» PASSAGE SHOWN:
------

In 2016, Troy Hunt showed that the Nissan Leaf app used to remotely access a Leaf’s air conditioning system could be remotely hacked. All this ‘hack’ required was knowing the VIN number of a Leaf vehicle, and anonymously accessing the API. What that means is — no password required. Anyone who knows how to write a URL could do this.
GET https://[redacted].com/orchestration_1111/gdc/BatteryStatusRecordsRequest.php?RegionCode=NE&lg=no-NO&DCMID=&VIN=SJNFAAZE0U60XXXXX&tz=Europe/Paris&TimeFrom=2014-09-27T09:15:21This was the code used to access the API anonymously (last 5 digits of VPN removed). From that, they could essentially run the vehicle’s battery out, and even get location information from the API. There have been numerous such incidents, including one where more than 25,000 vehicles that ran GPS tracking apps were found vulnerable to hackers randomly stalling vehicles on the road.
In the case of bad apps, you don’t even need to be a hacker to remotely compromise a vehicle and cause serious harm.
Many envision perfect anomaly detection or internal vehicle security as the silver bullet to vehicle hacking. However, 3rd party app vulnerabilities have shown that vehicle security needs to be thought of in a more wholesome way. But unless there is a liability of some sort, its hard to incentivize companies to go beyond their normal duties of securing a vehicle internally. Who is responsible if a vehicle hack causes accidents and city-scale traffic jams that cascade to dangerous transportation gridlocks?
From a few prolific incidents, we are aware of certain vulnerabilities in-vehicle internal and external communications. But what about the ones we are unaware of? The unknown unknowns. With the rise in connected surface area, there will be more and more ways that hackers can gain access to vehicles remotely, only limited by their creativity. Since connecting to the Internet is relatively low-cost:
Motivated actors on a low budget could target cities to shutdown through vehicle hacking.

------

» TASKS TO COMPLETE:
1 > Sum up the passage on vehicle hacking in two sentences.
2 > Write the next part of the passage on vehicle hacking, picking up after its final sentence.

» RECORDS:
------

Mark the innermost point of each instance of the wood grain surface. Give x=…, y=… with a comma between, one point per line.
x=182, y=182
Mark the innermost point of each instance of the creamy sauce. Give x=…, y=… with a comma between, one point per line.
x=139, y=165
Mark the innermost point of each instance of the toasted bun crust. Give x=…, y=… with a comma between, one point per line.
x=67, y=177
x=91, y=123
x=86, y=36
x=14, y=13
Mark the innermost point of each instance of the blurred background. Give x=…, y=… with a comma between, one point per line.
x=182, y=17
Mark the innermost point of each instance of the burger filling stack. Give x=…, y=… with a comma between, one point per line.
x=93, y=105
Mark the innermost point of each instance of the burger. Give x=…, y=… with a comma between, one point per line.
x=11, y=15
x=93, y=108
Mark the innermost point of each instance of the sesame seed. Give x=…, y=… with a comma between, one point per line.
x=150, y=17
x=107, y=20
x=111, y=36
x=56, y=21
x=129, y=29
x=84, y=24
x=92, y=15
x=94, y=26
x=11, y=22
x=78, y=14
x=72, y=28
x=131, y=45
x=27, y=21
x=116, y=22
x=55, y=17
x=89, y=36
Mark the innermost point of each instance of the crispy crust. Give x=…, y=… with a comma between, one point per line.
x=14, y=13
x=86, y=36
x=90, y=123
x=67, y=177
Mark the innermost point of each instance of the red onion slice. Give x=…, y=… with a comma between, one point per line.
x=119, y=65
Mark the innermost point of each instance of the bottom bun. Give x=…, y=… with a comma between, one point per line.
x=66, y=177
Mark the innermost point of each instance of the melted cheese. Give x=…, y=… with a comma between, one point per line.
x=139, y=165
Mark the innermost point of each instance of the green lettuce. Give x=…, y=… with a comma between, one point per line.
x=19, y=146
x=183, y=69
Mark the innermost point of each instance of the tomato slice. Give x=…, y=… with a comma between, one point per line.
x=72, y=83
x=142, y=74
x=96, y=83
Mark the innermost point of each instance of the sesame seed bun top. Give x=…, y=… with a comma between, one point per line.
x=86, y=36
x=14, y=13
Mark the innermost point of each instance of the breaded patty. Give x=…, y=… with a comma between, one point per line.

------

» RESPONSES:
1 > In 2016, Troy Hunt showed that the Nissan Leaf app could be remotely hacked using only a vehicle's VIN and anonymous access to the API, which made it possible to run the battery out and get location information. Such third-party app flaws mean vehicle security must be thought of more broadly, yet companies have little incentive to go beyond securing vehicles internally without some liability, even as growing connectivity gives hackers more ways into vehicles remotely.

2 >
This is indeed scary. So what’s the solution if we can’t know all the entry points? In my opinion, the only way to stop ensuing chaos from hacked vehicles is through resilience.
The first step to resilience is quantification. In the event vehicles are hacked, what are the worst consequences? It boils down to identifying the worst possible consequences and working backward. How many vehicles hacked does it take to stop city transportation?
The second step is mitigation. Now that we have quantified consequences, how do we mitigate them? How can we build transportation to be more resilient against vehicle hacking? Can we have emergency roadways so that critical transportation can reroute in the event of a massive hack of vehicles? Can we safely and quickly remove infected vehicles from the road?
The third step is implementation. Now that we have identified potential solutions, who are the various stakeholders? Automobile companies, chip and equipment manufacturers, insurance companies, city transportation authorities, telecommunication networks, bill, and policymakers all need to work together to develop solutions. This is where the liability aspect comes in. Hacked vehicles have the potential to disrupt so many different sectors that it’s not feasible to hold automobile manufacturers solely responsible for all the consequences. At the same time, this argument should not be a way out for parties to avoid responsibility.
I believe we have an opportunity to work together and make our society more resilient. From our experience during COVID, we have seen various communities come together for the greater good. Once we recover, we will discover that we have emerged as a better society with improved values like encouraging work from home options. In a similar vein, investing in city resilience to hacking is more than just recovering quickly. It has the potential to transform transportation for the better.